[HN Gopher] Optimizing global message transit latency: a journey...
___________________________________________________________________
Optimizing global message transit latency: a journey through TCP
configuration
Author : amnonbc
Score : 34 points
Date : 2024-08-19 14:40 UTC (8 hours ago)
(HTM) web link (ably.com)
(TXT) w3m dump (ably.com)
| vrnvu wrote:
| I always enjoy reading posts about optimization like this one.
|
| Optimizing a running service is often underrated. Many engineers
| focus on scaling horizontally or vertically, adding more
| instances or using more powerful machines to solve problems. But
| there's a third option: service optimization, which offers
| significant benefits.
|
| Whether it's tuning TCP configurations or profiling to identify
| CPU and memory bottlenecks, optimizing the service itself can
| lead to better performance and cost savings. It's a smart
| approach that shouldn't be overlooked.
| jeffbee wrote:
| Reupping my assertion that kernel network protocol stacks are
| painfully obsolete in a world of containers, namespaces, and
| virtual machines. Default parameters are trying to balance
| competing interests, none of which will be relevant to your use
| case. Userspace protocol stacks are more aligned with the end-to-
| end principle. QUIC is a convenient compromise that moves most of
| the complexity up into the application while still benefitting
| from the kernel UDP stack with relatively fewer knobs.
| electricshampo1 wrote:
| On prod servers I see a bunch of frontend stalls & code misses
| in the L2 for the kernel tcp stack; having each process
| statically embed its own network stack may make that worse
| (though using dynamic shared quic lib for ex. in userspace
| shared across multiple processes partially addresses that but
| with other tradeoffs).
|
| Of course depending on usecase etc the benefit from first-order
| network behavior improvements is almost certainly more
| important than the second-order cache pollution effects of
| replicated/seperate network stacks.

Aim:
Revise the forum thread starting at "[HN Gopher] Optimizing" and ending at "like this one.", replacing "TCP" with "network". The records are drawn from a separate source.

Material provided:
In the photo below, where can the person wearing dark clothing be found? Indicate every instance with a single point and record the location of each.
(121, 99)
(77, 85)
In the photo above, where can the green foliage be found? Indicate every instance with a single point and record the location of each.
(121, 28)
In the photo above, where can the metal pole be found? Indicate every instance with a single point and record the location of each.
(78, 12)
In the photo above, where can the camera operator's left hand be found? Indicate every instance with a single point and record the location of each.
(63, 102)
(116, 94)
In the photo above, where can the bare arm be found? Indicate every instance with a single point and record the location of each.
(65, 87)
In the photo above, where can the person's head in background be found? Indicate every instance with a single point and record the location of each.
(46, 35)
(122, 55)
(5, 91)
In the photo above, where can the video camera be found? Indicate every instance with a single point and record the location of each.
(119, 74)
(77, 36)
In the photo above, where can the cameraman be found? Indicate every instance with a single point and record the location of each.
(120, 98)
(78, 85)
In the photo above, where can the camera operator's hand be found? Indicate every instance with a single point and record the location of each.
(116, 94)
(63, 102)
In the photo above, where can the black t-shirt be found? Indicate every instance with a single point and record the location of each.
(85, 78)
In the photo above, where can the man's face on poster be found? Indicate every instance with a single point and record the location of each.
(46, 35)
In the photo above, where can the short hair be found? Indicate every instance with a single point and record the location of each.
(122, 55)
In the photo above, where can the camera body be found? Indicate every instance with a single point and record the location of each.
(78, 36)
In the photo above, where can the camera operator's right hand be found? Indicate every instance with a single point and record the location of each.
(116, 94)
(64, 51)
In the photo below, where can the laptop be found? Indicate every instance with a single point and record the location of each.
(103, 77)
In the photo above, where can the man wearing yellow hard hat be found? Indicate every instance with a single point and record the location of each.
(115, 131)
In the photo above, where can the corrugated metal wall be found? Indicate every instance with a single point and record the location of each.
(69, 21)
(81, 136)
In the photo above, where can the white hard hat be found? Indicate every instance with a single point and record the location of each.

Result of this exercise:
[HN Gopher] Optimizing global message transit latency: a journey...
___________________________________________________________________
Optimizing global message transit latency: a journey through network
configuration
Author : amnonbc
Score : 34 points
Date : 2024-08-19 14:40 UTC (8 hours ago)
(HTM) web link (ably.com)
(TXT) w3m dump (ably.com)
| vrnvu wrote:
| I always enjoy reading posts about optimization like this one.